'''

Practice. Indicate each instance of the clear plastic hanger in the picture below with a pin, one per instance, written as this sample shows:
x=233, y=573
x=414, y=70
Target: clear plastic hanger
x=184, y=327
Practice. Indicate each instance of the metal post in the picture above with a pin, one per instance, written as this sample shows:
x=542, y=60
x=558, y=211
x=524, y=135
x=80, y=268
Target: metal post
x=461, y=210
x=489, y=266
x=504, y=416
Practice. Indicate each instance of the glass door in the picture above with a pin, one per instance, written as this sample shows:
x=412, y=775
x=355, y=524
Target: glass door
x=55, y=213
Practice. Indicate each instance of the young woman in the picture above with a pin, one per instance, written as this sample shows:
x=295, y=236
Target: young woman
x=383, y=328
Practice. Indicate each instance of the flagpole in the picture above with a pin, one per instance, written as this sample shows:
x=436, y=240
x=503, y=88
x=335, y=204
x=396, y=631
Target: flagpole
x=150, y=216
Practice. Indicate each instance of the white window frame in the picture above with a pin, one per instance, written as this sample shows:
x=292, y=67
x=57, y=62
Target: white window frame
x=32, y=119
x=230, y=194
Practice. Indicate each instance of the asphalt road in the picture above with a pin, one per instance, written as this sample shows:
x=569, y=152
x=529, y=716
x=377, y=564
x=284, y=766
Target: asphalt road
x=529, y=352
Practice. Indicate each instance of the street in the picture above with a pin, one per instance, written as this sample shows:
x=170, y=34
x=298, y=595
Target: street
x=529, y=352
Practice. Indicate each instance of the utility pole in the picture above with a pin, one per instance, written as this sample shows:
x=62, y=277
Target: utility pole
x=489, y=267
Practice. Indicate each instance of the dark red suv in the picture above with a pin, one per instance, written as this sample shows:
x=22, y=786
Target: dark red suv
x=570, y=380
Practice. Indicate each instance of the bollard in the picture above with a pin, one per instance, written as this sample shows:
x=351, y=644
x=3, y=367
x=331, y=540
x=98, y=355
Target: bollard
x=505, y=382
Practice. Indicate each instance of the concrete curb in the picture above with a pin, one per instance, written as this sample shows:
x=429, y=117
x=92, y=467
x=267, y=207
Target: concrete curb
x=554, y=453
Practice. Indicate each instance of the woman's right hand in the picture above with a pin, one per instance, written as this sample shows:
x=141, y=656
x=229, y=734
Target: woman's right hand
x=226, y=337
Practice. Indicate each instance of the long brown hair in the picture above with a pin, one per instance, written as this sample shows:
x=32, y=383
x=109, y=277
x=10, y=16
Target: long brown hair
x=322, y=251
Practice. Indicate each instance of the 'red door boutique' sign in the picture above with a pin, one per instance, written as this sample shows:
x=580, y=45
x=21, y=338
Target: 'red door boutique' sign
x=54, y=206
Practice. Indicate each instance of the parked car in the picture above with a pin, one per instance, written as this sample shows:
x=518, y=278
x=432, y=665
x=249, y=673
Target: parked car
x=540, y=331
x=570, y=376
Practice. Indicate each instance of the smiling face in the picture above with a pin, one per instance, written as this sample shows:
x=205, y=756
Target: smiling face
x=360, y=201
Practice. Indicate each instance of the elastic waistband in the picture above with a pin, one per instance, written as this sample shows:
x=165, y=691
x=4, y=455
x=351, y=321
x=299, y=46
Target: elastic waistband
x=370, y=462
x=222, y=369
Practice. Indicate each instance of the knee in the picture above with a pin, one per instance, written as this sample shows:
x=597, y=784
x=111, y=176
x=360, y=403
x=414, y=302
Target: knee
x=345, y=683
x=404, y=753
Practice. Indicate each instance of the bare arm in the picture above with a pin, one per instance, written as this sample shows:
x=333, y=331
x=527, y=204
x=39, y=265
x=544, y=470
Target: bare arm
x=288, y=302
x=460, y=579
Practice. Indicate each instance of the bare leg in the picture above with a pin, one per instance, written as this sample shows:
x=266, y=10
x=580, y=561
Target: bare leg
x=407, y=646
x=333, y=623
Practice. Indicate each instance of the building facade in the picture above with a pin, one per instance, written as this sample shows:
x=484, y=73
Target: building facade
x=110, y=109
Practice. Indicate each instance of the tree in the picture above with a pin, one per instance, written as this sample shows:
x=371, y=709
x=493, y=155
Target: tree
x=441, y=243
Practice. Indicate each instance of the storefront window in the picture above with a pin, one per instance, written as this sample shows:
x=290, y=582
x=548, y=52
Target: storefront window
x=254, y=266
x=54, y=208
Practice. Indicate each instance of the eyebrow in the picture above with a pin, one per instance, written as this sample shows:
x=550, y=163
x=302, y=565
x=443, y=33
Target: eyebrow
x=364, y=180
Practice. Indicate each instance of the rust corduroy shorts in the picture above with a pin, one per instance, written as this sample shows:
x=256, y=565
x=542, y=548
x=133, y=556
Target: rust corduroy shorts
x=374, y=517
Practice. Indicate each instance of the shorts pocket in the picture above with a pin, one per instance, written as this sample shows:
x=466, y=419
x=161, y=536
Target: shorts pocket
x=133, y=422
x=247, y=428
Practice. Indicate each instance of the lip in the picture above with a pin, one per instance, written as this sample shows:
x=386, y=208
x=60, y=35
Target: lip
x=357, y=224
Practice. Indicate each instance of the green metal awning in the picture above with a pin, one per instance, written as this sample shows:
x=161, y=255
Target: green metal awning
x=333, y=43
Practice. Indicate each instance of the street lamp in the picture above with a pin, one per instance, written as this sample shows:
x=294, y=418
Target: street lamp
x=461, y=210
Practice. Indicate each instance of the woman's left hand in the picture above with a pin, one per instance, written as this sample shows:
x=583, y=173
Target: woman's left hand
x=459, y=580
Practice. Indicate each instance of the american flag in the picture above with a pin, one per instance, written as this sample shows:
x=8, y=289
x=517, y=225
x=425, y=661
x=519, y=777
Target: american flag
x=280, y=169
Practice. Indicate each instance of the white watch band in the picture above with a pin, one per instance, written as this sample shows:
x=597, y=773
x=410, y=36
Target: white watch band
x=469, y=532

'''

* **Exercise description**
Copy the data above line for line, without any change.

* **Task solution**
Practice. Indicate each instance of the clear plastic hanger in the picture below with a pin, one per instance, written as this sample shows:
x=233, y=573
x=414, y=70
Target: clear plastic hanger
x=184, y=327
Practice. Indicate each instance of the metal post in the picture above with a pin, one per instance, written as this sample shows:
x=542, y=60
x=558, y=211
x=524, y=135
x=80, y=268
Target: metal post
x=461, y=210
x=489, y=266
x=504, y=416
Practice. Indicate each instance of the glass door in the picture above with a pin, one per instance, written as this sample shows:
x=412, y=775
x=355, y=524
Target: glass door
x=55, y=213
Practice. Indicate each instance of the young woman in the picture above with a pin, one per instance, written as this sample shows:
x=295, y=236
Target: young woman
x=383, y=328
Practice. Indicate each instance of the flagpole in the picture above with a pin, one per instance, written as this sample shows:
x=436, y=240
x=503, y=88
x=335, y=204
x=396, y=631
Target: flagpole
x=150, y=216
Practice. Indicate each instance of the white window frame in the picture above with a pin, one per instance, written as this sample shows:
x=292, y=67
x=57, y=62
Target: white window frame
x=32, y=119
x=230, y=194
Practice. Indicate each instance of the asphalt road in the picture above with a pin, one per instance, written as this sample shows:
x=569, y=152
x=529, y=716
x=377, y=564
x=284, y=766
Target: asphalt road
x=529, y=352
Practice. Indicate each instance of the street in the picture above with a pin, one per instance, written as this sample shows:
x=170, y=34
x=298, y=595
Target: street
x=529, y=352
Practice. Indicate each instance of the utility pole in the picture above with a pin, one per instance, written as this sample shows:
x=62, y=277
Target: utility pole
x=489, y=267
Practice. Indicate each instance of the dark red suv in the picture above with a pin, one per instance, written as this sample shows:
x=22, y=786
Target: dark red suv
x=570, y=380
Practice. Indicate each instance of the bollard in the picture above with a pin, one per instance, written as this sample shows:
x=351, y=644
x=3, y=367
x=331, y=540
x=98, y=355
Target: bollard
x=505, y=382
Practice. Indicate each instance of the concrete curb in the picture above with a pin, one per instance, written as this sample shows:
x=429, y=117
x=92, y=467
x=267, y=207
Target: concrete curb
x=554, y=453
Practice. Indicate each instance of the woman's right hand in the picture above with a pin, one per instance, written as this sample shows:
x=141, y=656
x=229, y=734
Target: woman's right hand
x=226, y=337
Practice. Indicate each instance of the long brown hair in the picture above with a pin, one per instance, written as this sample shows:
x=32, y=383
x=109, y=277
x=10, y=16
Target: long brown hair
x=322, y=251
Practice. Indicate each instance of the 'red door boutique' sign in the picture above with a pin, one per instance, written as this sample shows:
x=580, y=45
x=21, y=338
Target: 'red door boutique' sign
x=54, y=206
Practice. Indicate each instance of the parked car in the picture above with a pin, one per instance, written as this sample shows:
x=518, y=278
x=432, y=665
x=249, y=673
Target: parked car
x=540, y=331
x=570, y=376
Practice. Indicate each instance of the smiling face in the picture above with a pin, one per instance, written as this sample shows:
x=205, y=756
Target: smiling face
x=360, y=201
Practice. Indicate each instance of the elastic waistband in the picture above with a pin, one per instance, written as this sample shows:
x=165, y=691
x=4, y=455
x=351, y=321
x=299, y=46
Target: elastic waistband
x=370, y=462
x=222, y=369
Practice. Indicate each instance of the knee in the picture above with a pin, one per instance, written as this sample shows:
x=597, y=784
x=111, y=176
x=360, y=403
x=414, y=302
Target: knee
x=345, y=683
x=404, y=753
Practice. Indicate each instance of the bare arm in the picture above with a pin, one per instance, written as this sample shows:
x=333, y=331
x=527, y=204
x=39, y=265
x=544, y=470
Target: bare arm
x=288, y=302
x=460, y=579
Practice. Indicate each instance of the bare leg in the picture above with a pin, one per instance, written as this sample shows:
x=266, y=10
x=580, y=561
Target: bare leg
x=407, y=646
x=333, y=623
Practice. Indicate each instance of the building facade in the picture above with a pin, one per instance, written as this sample shows:
x=484, y=73
Target: building facade
x=110, y=109
Practice. Indicate each instance of the tree in the picture above with a pin, one per instance, written as this sample shows:
x=371, y=709
x=493, y=155
Target: tree
x=441, y=243
Practice. Indicate each instance of the storefront window in the picture above with a pin, one per instance, written as this sample shows:
x=290, y=582
x=548, y=52
Target: storefront window
x=254, y=266
x=54, y=208
Practice. Indicate each instance of the eyebrow in the picture above with a pin, one per instance, written as this sample shows:
x=550, y=163
x=302, y=565
x=443, y=33
Target: eyebrow
x=364, y=180
Practice. Indicate each instance of the rust corduroy shorts in the picture above with a pin, one per instance, written as this sample shows:
x=256, y=565
x=542, y=548
x=133, y=556
Target: rust corduroy shorts
x=374, y=517
Practice. Indicate each instance of the shorts pocket in the picture above with a pin, one per instance, written as this sample shows:
x=466, y=419
x=161, y=536
Target: shorts pocket
x=133, y=422
x=247, y=428
Practice. Indicate each instance of the lip in the picture above with a pin, one per instance, written as this sample shows:
x=386, y=208
x=60, y=35
Target: lip
x=357, y=224
Practice. Indicate each instance of the green metal awning in the picture above with a pin, one per instance, written as this sample shows:
x=161, y=255
Target: green metal awning
x=333, y=43
Practice. Indicate each instance of the street lamp in the picture above with a pin, one per instance, written as this sample shows:
x=294, y=418
Target: street lamp
x=461, y=210
Practice. Indicate each instance of the woman's left hand in the picture above with a pin, one per instance, written as this sample shows:
x=583, y=173
Target: woman's left hand
x=459, y=580
Practice. Indicate each instance of the american flag in the picture above with a pin, one per instance, written as this sample shows:
x=8, y=289
x=517, y=225
x=425, y=661
x=519, y=777
Target: american flag
x=280, y=169
Practice. Indicate each instance of the white watch band in the picture above with a pin, one per instance, written as this sample shows:
x=597, y=773
x=410, y=36
Target: white watch band
x=469, y=532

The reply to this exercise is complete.